+++ Excerpt
Brian Limoges is an American chef and executive chef of Enclos, a restaurant in Sonoma, California, where he earned three Michelin stars and a Michelin Green Star. His recipes and works have been featured in Eater SF, the Michelin Guide, Forbes and the Press Democrat.

== Biography ==
Limoges was born and raised in Claremont, New Hampshire, where he developed an interest for local ingredients and the flavors of coastal New England. He is a graduate of the New England Culinary Institute in Montpelier, Vermont.

== Career ==
Limoges began his culinary career after graduation, developing foundational skills in classical cooking. He subsequently worked in Massachusetts at restaurants including Oleana in Cambridge and Coppa in Boston.

In 2013, Limoges moved to San Francisco, when he joined the kitchen of Atelier Crenn as a sous chef. He then joined Quince, a fine dining restaurant in San Francisco, as executive sous chef during the restaurant's post-renovation period.

In 2018, Limoges became chef de cuisine at Birdsong, another San Francisco restaurant. During his tenure, Birdsong earned a Michelin star within its first year of operation.

Limoges moved to the United Kingdom to help launch Henrock Restaurant in northern England alongside chef Simon Rogan, serving as head chef.

Upon returning to California, Limoges started working as corporate chef for the Saison Restaurant Group.
In 2024, Limoges became executive chef of Enclos
, a fine dining restaurant in downtown Sonoma, California. He earned two Michelin stars and a Michelin Green Star within about six months of opening.
++++++
# Task requirements
A) In the profile of Brian Limoges, where was he born and raised?
B) Reproduce the passage of the profile of Brian Limoges that begins with the words containing "In 2013, Limoges" and ends with "months of opening.".
These entries have no connection to the profile of Brian Limoges.
+++ Supplied information
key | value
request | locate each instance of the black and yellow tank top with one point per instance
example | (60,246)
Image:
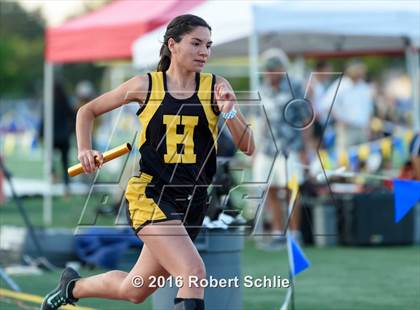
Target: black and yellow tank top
(178,139)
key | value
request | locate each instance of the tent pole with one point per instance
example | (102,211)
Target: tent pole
(48,141)
(413,70)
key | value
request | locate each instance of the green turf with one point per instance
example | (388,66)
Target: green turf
(66,211)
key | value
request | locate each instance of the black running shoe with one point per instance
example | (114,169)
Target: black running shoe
(61,295)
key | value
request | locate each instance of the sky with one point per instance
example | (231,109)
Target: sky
(55,11)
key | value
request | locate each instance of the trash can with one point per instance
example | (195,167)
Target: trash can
(221,252)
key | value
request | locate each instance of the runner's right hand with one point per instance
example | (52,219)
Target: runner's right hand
(87,159)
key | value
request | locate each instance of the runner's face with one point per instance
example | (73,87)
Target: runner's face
(193,51)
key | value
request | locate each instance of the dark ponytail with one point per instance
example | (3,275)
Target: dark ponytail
(179,26)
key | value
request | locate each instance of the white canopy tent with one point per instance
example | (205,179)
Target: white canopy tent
(304,28)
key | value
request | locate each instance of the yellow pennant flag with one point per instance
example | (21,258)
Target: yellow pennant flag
(376,125)
(325,159)
(343,158)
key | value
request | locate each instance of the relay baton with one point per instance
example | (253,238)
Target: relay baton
(108,155)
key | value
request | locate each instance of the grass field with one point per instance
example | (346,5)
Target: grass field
(377,278)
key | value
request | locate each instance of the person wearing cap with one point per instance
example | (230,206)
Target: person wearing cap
(288,148)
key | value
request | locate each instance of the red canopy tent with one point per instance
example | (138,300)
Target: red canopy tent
(106,34)
(109,32)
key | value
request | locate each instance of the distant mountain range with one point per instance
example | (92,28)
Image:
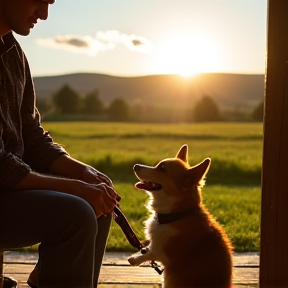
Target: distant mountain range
(230,91)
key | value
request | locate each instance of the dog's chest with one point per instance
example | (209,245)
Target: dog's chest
(158,234)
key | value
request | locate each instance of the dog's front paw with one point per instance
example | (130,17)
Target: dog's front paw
(133,261)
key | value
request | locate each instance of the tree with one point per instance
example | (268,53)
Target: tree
(118,110)
(258,112)
(206,110)
(92,103)
(67,100)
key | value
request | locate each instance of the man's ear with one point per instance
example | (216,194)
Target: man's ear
(183,153)
(197,173)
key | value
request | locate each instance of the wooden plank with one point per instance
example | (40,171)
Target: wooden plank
(117,273)
(274,232)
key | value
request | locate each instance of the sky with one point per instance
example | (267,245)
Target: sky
(144,37)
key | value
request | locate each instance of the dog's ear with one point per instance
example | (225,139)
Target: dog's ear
(183,153)
(197,173)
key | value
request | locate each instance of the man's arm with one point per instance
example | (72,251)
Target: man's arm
(101,197)
(69,167)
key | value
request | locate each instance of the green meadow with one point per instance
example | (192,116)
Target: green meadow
(232,192)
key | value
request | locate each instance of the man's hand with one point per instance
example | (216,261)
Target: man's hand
(91,175)
(101,197)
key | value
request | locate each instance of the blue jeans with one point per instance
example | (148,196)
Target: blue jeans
(72,240)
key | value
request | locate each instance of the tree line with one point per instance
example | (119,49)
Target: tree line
(66,103)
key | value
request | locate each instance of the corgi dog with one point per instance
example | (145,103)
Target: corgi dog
(193,248)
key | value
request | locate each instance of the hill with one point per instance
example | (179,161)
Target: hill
(230,91)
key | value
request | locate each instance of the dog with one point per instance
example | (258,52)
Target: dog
(193,248)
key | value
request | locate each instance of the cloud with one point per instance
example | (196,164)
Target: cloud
(103,41)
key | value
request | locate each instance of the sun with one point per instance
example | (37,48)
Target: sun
(188,55)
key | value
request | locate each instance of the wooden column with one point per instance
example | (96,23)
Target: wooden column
(274,219)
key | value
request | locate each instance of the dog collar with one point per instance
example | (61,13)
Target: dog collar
(175,216)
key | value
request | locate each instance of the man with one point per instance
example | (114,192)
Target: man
(46,196)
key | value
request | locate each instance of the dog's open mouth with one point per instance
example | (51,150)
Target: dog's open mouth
(148,186)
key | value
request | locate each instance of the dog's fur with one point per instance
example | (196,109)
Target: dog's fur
(195,251)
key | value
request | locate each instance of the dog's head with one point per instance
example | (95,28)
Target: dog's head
(172,183)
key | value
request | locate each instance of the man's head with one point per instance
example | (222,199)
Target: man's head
(21,15)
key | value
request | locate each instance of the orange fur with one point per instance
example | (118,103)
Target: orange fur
(195,250)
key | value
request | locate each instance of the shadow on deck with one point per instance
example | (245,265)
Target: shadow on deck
(117,273)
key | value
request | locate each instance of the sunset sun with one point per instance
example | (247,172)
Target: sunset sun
(188,55)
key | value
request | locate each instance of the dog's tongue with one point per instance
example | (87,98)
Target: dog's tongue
(149,186)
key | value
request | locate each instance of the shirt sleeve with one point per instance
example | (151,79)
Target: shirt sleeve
(39,148)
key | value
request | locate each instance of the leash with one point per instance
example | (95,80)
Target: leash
(122,221)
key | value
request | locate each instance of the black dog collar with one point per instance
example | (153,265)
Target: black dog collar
(175,216)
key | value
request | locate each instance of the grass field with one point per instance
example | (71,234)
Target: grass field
(232,191)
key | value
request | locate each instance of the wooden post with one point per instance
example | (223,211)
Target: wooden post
(1,269)
(274,219)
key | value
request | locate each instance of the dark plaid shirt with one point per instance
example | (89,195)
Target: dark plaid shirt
(24,145)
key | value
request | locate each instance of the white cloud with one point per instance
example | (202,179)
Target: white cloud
(103,41)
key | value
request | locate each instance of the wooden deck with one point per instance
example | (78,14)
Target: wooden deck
(117,273)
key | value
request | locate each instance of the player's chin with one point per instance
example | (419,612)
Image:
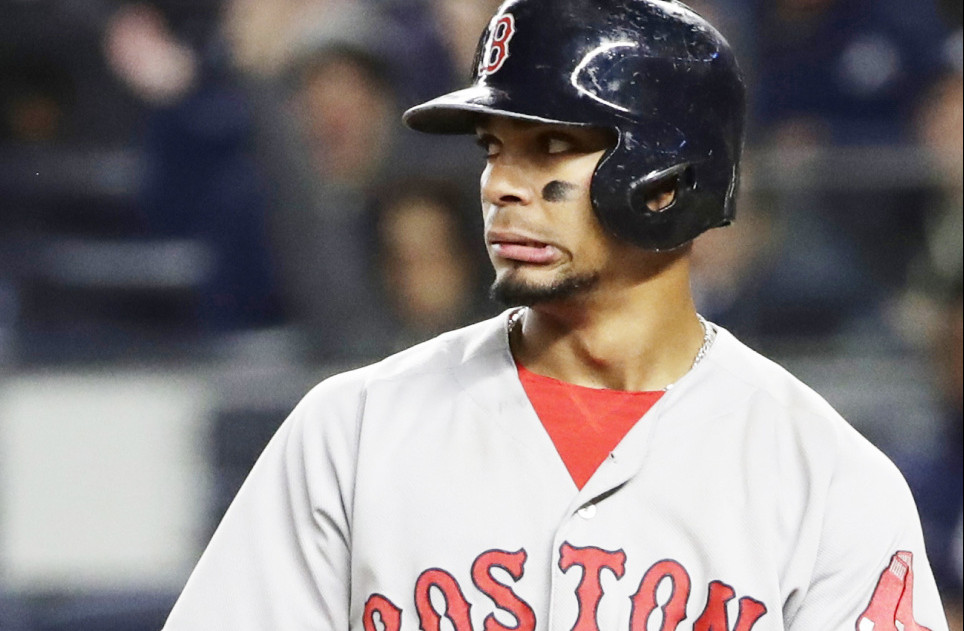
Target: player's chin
(514,288)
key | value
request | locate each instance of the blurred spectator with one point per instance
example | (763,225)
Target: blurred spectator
(201,181)
(845,70)
(937,479)
(775,275)
(429,260)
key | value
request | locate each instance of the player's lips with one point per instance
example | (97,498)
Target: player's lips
(520,247)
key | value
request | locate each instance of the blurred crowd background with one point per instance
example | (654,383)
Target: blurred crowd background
(207,206)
++++++
# Outputs by task
A) Claremont, New Hampshire.

B)
In 2013, Limoges moved to San Francisco, when he joined the kitchen of Atelier Crenn as a sous chef. He then joined Quince, a fine dining restaurant in San Francisco, as executive sous chef during the restaurant's post-renovation period.

In 2018, Limoges became chef de cuisine at Birdsong, another San Francisco restaurant. During his tenure, Birdsong earned a Michelin star within its first year of operation.

Limoges moved to the United Kingdom to help launch Henrock Restaurant in northern England alongside chef Simon Rogan, serving as head chef.

Upon returning to California, Limoges started working as corporate chef for the Saison Restaurant Group.
In 2024, Limoges became executive chef of Enclos
, a fine dining restaurant in downtown Sonoma, California. He earned two Michelin stars and a Michelin Green Star within about six months of opening.